GIVEN TASK:
List every line of the data below that contains the string "hockey", copying each line in full. Treat the match as case-sensitive.

start RECORD EXCERPTS

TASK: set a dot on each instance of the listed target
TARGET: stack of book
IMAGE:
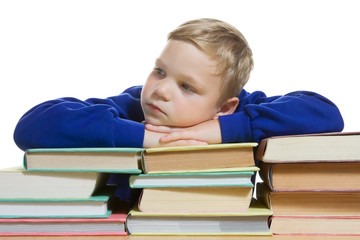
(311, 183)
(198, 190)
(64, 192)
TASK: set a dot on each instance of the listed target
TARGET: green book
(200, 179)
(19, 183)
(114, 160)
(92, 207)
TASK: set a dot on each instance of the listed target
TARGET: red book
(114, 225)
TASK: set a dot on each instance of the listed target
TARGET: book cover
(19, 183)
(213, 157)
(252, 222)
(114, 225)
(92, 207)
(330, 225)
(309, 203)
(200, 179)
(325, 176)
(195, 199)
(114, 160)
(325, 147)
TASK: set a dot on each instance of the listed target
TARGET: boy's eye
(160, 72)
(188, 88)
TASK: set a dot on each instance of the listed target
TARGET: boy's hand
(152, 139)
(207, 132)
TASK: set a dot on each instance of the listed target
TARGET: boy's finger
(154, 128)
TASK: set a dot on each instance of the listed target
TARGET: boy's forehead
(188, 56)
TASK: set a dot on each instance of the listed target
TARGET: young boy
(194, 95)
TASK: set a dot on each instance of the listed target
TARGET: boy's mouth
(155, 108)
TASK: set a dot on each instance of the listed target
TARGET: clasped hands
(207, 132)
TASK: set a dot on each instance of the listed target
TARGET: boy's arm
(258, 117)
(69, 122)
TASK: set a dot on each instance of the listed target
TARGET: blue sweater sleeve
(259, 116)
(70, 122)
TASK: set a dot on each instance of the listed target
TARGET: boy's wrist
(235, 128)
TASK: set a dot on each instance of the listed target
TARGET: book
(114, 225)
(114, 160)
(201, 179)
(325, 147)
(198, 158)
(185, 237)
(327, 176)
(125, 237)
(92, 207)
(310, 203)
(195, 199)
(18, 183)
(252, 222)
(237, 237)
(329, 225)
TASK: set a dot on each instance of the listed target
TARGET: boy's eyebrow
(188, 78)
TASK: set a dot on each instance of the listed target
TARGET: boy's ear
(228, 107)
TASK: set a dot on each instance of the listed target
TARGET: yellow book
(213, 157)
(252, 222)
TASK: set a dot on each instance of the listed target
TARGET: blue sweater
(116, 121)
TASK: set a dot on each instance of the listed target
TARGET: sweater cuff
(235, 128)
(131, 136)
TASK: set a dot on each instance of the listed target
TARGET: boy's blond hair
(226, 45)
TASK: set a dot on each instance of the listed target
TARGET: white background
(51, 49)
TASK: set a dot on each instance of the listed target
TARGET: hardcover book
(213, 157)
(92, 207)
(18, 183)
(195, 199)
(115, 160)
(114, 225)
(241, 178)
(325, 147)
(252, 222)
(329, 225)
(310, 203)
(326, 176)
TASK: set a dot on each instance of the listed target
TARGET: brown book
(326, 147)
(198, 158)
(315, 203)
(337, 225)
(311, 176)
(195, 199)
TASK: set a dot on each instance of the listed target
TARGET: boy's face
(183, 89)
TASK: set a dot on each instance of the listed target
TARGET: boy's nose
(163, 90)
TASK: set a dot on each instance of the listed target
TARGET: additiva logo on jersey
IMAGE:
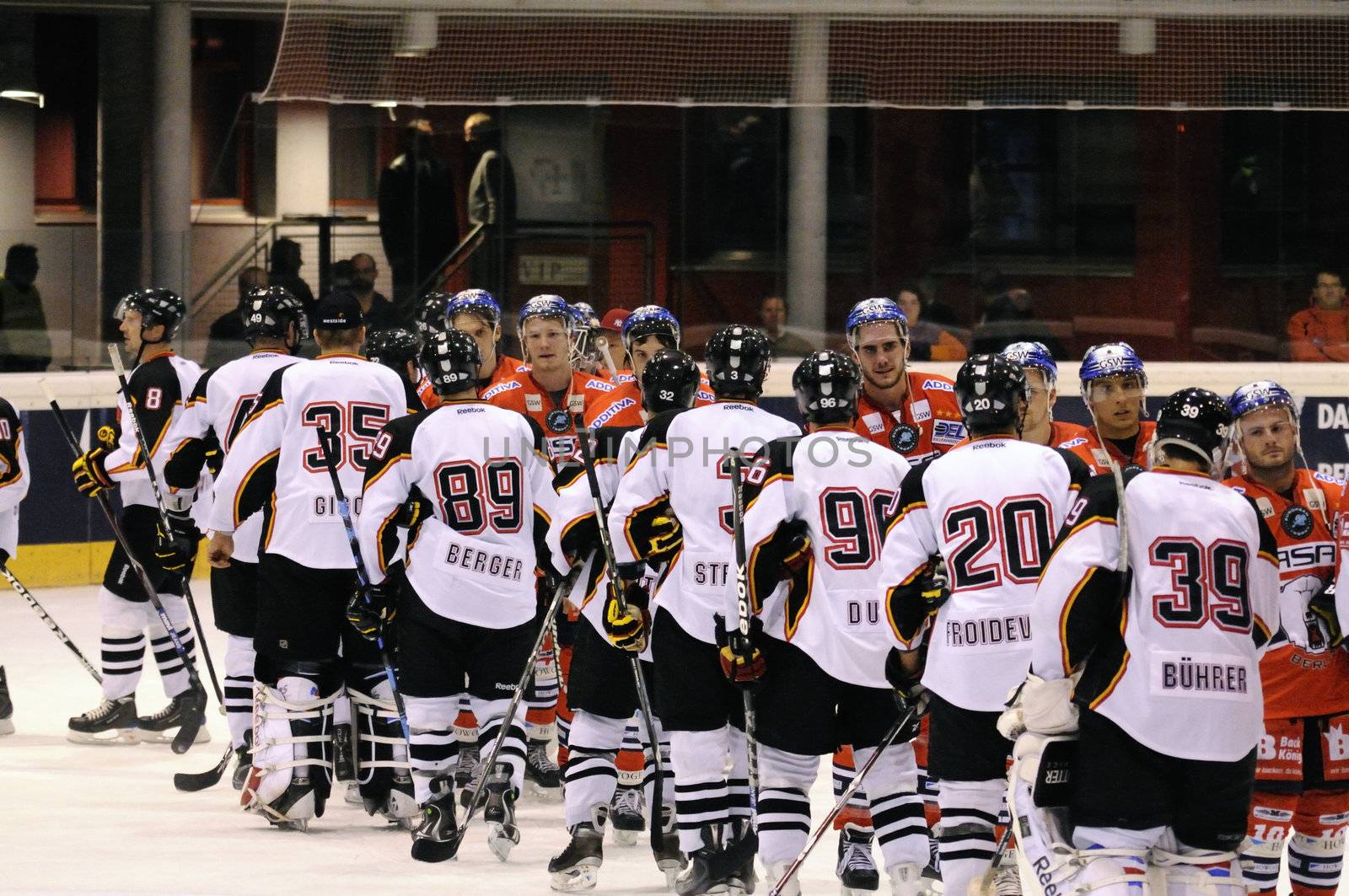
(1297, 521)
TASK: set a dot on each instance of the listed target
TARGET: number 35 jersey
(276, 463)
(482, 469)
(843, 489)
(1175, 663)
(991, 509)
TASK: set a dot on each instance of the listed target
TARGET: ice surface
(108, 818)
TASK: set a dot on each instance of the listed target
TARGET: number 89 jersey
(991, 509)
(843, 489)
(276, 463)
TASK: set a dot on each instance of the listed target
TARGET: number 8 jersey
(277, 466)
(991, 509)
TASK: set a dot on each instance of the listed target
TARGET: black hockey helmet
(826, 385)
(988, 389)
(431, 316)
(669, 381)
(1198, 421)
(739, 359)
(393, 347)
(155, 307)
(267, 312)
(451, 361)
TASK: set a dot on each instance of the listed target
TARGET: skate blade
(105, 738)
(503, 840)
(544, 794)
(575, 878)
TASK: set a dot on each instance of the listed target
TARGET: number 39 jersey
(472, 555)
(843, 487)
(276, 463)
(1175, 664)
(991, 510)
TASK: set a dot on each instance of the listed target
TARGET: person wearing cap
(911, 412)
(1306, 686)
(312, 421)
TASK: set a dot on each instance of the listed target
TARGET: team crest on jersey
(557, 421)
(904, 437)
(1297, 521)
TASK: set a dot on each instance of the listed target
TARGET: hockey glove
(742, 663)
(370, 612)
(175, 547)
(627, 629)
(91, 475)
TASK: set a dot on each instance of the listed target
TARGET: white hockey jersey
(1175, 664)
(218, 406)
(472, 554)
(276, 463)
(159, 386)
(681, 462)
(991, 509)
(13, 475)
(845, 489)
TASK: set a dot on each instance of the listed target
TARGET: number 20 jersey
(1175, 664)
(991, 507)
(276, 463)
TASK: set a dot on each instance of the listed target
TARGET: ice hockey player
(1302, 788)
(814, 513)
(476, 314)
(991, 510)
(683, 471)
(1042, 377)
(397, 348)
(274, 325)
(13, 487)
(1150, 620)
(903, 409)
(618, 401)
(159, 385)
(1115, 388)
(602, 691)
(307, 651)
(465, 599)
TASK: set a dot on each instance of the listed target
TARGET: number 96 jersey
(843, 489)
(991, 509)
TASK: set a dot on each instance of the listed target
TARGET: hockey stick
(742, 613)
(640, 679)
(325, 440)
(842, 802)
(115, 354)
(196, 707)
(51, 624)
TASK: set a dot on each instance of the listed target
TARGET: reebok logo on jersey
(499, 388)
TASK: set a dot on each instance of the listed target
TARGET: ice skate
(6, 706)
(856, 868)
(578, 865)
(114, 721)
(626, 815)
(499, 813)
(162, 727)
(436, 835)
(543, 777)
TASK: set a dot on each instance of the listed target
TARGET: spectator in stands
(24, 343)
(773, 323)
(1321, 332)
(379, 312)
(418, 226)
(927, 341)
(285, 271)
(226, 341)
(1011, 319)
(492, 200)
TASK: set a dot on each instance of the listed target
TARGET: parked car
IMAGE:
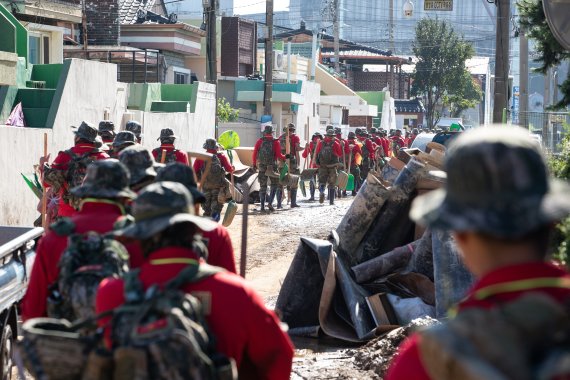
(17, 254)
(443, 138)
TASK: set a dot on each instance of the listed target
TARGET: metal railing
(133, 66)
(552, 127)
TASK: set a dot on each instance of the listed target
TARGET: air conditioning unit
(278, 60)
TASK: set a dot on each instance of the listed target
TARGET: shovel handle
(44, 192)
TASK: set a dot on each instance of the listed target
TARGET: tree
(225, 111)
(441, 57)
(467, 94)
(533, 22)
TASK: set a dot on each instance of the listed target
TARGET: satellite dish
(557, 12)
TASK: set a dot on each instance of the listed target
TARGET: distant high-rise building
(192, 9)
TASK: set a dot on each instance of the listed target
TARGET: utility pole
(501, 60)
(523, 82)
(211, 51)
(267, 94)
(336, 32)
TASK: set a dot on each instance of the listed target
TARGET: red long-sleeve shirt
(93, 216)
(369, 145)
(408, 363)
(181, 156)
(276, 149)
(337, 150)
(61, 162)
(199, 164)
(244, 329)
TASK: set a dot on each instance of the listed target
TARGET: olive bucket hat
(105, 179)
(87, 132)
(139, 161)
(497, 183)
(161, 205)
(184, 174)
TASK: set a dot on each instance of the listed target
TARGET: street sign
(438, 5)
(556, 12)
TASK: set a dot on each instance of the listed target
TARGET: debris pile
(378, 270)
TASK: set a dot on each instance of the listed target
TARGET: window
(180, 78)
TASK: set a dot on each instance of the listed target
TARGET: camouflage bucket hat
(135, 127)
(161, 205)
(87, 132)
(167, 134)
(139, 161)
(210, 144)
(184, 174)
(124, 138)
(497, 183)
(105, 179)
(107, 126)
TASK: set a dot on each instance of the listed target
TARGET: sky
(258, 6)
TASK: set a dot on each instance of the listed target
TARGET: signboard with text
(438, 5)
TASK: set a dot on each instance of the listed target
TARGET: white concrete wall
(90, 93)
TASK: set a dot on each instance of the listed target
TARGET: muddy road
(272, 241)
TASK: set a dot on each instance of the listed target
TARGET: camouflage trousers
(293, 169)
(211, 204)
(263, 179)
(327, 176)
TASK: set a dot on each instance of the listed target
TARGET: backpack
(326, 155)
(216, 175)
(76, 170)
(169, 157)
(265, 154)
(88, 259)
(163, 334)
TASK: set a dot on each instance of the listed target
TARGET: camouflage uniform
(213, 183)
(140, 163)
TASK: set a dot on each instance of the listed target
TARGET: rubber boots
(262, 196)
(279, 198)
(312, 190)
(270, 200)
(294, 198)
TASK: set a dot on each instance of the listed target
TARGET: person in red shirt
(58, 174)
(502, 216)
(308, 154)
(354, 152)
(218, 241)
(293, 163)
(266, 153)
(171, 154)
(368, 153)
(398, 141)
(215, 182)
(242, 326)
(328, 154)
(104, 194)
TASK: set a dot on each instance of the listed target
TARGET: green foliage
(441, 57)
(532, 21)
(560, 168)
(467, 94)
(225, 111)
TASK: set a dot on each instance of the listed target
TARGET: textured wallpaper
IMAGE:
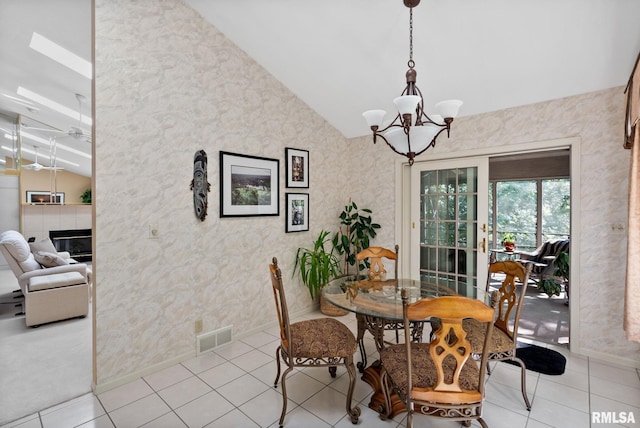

end RECORD EXCERPTS

SOLUTION TO THE PROBLEM:
TARGET: black hockey helmet
TARGET: hockey glove
TARGET: white hockey jersey
TARGET: ice hockey player
TARGET: hockey stick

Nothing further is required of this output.